___ Potongan Teks ___

TEROPONGNEWS.COM, SORONG – Presiden Republik Indonesia, Ir. H. Joko Widodo telah menyematkan pangkat Bintang Empat, Jenderal TNI Kehormatan kepada Menteri Pertahanan Republik Indonesia Prabowo Subianto.
Penganugerahan pangkat istimewa untuk Prabowo tersebut diberikan dalam Rapat Pimpinan TNI-Polri 2024 di Mabes TNI, Cilangkap, Rabu (28/2/224).
Kenaikan pangkat Prabowo sesuai dengan Keppres Nomor 13/TNI/Tahun 2024 tanggal 21 Februari 2024 Tentang Penganugerahan Pangkat secara istimewa berupa Jenderal TNI Kehormatan.

___

◆ Perintah Tugas A: Ringkaslah potongan teks tentang kenaikan pangkat Prabowo Subianto di atas dalam dua kalimat.

___ Catatan Tersedia ___

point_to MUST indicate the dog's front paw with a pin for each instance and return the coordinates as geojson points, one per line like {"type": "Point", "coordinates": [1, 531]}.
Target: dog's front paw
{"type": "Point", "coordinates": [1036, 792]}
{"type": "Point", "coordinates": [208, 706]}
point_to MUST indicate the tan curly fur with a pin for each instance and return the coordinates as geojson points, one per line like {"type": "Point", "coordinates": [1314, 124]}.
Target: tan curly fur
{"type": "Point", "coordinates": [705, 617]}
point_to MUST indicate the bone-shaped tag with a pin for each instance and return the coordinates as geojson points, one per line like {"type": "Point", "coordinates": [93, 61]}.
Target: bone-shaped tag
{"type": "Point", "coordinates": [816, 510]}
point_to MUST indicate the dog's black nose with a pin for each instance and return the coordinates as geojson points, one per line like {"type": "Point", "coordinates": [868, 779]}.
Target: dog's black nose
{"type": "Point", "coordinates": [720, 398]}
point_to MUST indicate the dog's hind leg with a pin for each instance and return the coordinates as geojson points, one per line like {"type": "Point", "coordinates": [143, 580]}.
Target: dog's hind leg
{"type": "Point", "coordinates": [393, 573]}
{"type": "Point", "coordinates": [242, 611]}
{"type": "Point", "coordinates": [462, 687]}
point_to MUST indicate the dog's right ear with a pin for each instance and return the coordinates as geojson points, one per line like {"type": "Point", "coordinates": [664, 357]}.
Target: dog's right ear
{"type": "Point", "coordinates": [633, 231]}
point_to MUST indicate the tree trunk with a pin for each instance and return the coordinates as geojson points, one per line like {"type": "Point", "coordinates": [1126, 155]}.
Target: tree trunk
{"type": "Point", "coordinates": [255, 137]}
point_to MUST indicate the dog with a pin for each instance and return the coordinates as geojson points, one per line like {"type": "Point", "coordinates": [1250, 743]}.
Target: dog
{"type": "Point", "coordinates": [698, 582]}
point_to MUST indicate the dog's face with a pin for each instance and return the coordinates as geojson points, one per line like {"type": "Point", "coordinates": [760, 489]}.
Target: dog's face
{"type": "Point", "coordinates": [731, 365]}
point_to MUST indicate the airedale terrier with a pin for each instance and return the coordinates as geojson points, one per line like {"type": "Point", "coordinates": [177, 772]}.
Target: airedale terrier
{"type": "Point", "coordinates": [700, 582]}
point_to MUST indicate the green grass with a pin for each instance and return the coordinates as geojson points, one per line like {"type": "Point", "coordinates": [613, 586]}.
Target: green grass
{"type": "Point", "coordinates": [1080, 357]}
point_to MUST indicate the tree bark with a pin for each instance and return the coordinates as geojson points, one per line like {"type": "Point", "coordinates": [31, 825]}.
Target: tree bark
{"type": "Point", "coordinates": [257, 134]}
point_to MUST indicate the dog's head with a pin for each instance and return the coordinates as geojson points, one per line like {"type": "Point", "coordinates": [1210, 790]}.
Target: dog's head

___

◆ Perintah Tugas B: Susun baris-baris dalam catatan di atas, dari baris yang memuat "point_to MUST indicate the dog's head" hingga baris terakhir catatan, sebagai tabel Markdown berkolom "Nomor" dan "Baris Catatan". Abaikan baris kosong.

◆ Hasil yang Benar A: Presiden Joko Widodo menyematkan pangkat bintang empat, Jenderal TNI Kehormatan, kepada Menteri Pertahanan Prabowo Subianto dalam Rapat Pimpinan TNI-Polri 2024 di Mabes TNI, Cilangkap. Kenaikan pangkat istimewa itu sesuai dengan Keppres Nomor 13/TNI/Tahun 2024 tanggal 21 Februari 2024.

◆ Hasil yang Benar B:
| Nomor | Baris Catatan |
|---|---|
| 1 | point_to MUST indicate the dog's head with a pin for each instance and return the coordinates as geojson points, one per line like {"type": "Point", "coordinates": [1210, 790]}. |
| 2 | Target: dog's head |